§ DOCUMENT TEXT:
*** Begin section ***

An overactive thyroid disorder is caused when your thyroid makes and releases too many thyroid hormones into the body. Located at the front of your neck, the thyroid is crucial in the process of metabolism, which controls your heartbeat and even how fast you burn calories. It is estimated that women are five to ten times more likely to develop hyperthyroidism than men.
Causes of Overactive Thyroid
The most common cause of this hyperthyroid condition is Graves’ Disease, which occurs when the body’s immune system creates antibodies that cause the thyroid to make excessive hormones. It is a genetic condition and is most common in younger women.
Thyroiditis is another common cause of this condition, which occurs when there is an inflammation of the thyroid caused by a virus. There are three types of this condition which are as follows:
- Subacute- a sudden and painful form with no known cause
- Postpartum- impacts women after pregnancy
- Silent- which is postpartum but not related to pregnancy.
A third cause is a thyroid nodule, which is when one or more lumps growing on the thyroid gland, cause an increase in the glands production.
Lastly, excessive iodine and thyroid medications are also causes of the condition.

*** End section ***

§ ACTIONS TO TAKE:
[1] In the text on overactive thyroid, how does Graves' Disease lead to the condition? Answer in one to three sentences.
[2] Pick up the text on overactive thyroid after its last sentence and continue it.

§ SUPPLIED INFORMATION:

*** Begin section ***

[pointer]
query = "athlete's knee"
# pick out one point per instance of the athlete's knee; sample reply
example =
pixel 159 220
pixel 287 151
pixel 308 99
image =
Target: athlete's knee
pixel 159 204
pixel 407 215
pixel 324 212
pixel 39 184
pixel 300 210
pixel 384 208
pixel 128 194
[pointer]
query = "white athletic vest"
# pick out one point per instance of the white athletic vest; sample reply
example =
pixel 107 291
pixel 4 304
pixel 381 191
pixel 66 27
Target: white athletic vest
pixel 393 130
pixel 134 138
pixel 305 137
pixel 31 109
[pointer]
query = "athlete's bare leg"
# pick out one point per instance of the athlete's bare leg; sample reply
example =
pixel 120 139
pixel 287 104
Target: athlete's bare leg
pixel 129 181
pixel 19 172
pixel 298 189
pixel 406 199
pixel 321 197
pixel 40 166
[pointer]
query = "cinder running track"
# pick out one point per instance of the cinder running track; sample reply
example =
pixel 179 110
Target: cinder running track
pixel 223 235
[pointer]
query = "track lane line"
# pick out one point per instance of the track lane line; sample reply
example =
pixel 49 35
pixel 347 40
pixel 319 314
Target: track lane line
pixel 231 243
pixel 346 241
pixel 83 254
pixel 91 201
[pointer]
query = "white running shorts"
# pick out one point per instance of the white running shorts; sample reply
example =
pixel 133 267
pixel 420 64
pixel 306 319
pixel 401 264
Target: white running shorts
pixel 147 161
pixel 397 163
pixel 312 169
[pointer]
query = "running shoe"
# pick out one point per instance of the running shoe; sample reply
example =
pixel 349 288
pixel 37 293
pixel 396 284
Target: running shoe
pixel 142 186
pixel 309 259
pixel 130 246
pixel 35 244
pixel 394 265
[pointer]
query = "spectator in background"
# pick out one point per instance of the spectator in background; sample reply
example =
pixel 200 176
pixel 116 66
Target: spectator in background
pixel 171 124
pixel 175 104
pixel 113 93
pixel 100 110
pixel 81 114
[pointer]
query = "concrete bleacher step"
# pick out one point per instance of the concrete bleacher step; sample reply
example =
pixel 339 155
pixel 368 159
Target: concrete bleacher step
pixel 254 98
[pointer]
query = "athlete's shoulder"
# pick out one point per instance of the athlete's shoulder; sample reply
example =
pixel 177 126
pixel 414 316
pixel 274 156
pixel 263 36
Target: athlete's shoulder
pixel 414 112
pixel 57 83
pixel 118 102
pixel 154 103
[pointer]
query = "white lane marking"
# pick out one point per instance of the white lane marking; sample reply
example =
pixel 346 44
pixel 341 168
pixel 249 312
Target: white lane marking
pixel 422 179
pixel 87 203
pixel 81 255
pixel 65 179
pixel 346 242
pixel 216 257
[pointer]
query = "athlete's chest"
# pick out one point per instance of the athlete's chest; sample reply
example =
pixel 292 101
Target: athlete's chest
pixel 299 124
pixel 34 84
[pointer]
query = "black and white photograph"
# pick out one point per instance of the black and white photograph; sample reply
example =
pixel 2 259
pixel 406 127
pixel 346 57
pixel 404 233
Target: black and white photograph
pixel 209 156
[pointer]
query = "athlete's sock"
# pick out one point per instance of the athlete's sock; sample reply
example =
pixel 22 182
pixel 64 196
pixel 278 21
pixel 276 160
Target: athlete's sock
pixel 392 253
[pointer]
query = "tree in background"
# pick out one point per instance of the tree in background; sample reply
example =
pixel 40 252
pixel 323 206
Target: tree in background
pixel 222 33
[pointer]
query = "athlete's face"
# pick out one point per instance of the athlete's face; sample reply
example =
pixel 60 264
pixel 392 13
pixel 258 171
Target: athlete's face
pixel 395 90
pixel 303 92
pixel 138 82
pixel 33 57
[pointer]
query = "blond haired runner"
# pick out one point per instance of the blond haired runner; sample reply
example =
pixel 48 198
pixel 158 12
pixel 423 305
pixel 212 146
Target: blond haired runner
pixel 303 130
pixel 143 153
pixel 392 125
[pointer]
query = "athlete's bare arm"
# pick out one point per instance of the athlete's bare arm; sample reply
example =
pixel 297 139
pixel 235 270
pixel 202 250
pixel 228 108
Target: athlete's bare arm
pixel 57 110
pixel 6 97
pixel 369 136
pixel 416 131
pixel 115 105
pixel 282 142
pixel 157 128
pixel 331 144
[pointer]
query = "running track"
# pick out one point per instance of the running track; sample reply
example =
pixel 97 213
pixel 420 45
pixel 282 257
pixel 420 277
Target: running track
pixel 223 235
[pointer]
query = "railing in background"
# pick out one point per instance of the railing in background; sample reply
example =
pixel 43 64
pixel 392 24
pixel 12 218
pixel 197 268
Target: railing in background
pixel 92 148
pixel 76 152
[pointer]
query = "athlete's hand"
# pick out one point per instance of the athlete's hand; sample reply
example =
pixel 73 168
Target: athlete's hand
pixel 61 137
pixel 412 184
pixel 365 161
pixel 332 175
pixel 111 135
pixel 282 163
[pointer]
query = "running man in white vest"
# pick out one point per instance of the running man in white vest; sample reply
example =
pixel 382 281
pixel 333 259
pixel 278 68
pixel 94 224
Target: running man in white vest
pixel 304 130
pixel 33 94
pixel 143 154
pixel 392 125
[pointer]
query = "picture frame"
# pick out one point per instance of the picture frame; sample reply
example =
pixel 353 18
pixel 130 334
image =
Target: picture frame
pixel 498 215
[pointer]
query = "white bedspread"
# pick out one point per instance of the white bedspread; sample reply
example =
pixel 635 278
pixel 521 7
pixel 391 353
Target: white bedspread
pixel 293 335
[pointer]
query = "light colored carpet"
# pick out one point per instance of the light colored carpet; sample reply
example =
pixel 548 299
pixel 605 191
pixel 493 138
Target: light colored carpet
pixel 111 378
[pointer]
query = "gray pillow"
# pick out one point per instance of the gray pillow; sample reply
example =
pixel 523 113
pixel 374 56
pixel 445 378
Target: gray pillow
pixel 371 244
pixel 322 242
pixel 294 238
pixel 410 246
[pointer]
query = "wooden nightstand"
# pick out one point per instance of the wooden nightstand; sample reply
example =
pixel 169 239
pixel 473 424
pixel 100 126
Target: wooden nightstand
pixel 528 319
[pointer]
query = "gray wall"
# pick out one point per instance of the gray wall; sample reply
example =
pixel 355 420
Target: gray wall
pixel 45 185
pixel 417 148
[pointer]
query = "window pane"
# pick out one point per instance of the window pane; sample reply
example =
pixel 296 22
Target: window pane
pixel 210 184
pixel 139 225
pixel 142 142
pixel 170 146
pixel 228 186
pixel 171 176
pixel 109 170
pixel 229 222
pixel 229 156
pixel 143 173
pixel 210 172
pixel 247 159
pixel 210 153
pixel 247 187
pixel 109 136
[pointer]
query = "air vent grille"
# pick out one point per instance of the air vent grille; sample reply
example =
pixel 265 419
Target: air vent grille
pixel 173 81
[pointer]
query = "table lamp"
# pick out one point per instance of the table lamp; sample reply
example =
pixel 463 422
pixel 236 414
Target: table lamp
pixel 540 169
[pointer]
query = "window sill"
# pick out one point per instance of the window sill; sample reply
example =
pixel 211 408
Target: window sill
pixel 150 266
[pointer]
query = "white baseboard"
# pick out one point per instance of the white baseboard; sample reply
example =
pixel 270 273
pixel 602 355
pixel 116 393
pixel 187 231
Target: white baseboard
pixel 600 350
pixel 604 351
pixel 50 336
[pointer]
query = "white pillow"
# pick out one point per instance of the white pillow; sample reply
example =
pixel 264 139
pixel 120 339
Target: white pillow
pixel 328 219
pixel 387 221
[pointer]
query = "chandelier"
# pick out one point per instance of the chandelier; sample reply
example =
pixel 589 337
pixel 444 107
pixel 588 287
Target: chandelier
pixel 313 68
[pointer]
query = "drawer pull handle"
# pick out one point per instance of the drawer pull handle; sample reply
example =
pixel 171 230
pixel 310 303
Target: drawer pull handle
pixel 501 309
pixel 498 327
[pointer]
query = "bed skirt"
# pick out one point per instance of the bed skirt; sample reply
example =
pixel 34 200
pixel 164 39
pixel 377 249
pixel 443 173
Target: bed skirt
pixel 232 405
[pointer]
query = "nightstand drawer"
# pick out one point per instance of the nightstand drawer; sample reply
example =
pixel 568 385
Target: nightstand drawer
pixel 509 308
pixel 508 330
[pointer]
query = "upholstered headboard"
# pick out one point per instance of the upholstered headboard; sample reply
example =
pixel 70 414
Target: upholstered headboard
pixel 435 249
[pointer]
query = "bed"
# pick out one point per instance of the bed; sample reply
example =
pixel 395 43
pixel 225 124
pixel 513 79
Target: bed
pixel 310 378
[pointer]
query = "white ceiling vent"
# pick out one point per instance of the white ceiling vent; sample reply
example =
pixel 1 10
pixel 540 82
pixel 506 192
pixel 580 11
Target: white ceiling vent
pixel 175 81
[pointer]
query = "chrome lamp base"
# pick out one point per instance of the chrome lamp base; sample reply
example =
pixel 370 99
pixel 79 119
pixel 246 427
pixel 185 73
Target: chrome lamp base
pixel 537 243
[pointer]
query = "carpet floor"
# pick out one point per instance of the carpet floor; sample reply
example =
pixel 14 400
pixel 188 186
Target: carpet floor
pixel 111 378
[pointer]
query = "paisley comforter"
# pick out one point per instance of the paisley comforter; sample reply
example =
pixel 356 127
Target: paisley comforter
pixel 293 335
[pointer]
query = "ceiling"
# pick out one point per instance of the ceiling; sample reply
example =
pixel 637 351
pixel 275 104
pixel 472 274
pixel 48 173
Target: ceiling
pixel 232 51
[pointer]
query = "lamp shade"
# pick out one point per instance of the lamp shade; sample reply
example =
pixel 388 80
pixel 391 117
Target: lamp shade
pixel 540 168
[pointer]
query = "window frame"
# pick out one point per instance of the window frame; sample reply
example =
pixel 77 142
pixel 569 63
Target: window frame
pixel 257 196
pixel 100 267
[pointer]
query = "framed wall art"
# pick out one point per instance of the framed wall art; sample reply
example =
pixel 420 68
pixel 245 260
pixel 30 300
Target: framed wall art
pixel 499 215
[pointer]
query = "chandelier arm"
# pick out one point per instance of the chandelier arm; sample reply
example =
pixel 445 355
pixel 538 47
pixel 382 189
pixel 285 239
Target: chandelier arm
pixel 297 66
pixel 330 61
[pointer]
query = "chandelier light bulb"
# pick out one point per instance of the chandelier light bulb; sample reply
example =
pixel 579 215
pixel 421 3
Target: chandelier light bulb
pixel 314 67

*** End section ***

§ SOLVED PROBLEMS:
[1] With Graves' Disease, the body's immune system creates antibodies that cause the thyroid to make excessive hormones. That overproduction is what an overactive thyroid is.

[2]
Symptoms of Overactive Thyroid
Symptoms of an overactive thyroid can include anxiety, difficulty sleeping, changes to the hair, irregular heartbeat, menstrual cycle changes, rapid fingernail growth, a heartbeat over 100 beats per minute, shaky hands, weight loss and sweating.
Treatment of Overactive Thyroid
An overactive thyroid can be treated in multiple ways depending on your age, overall health and how severe the symptoms are. Treatments can include anti-thyroid drugs, the use of radioactive iodine, and even surgery that removes some, or all, of the thyroid. Having thyroid surgery usually results in an underactive thyroid, which then requires thyroid medication. Beta blockers can also be used to slow down the heart rate if you have an overactive thyroid.
After you are treated for an overactive thyroid, you will need to go for regular blood tests to make sure that your thyroid is releasing hormones at a normal level. Depending on the level of thyroid hormones, you will have to have your medication adjusted based on your doctor’s recommendation.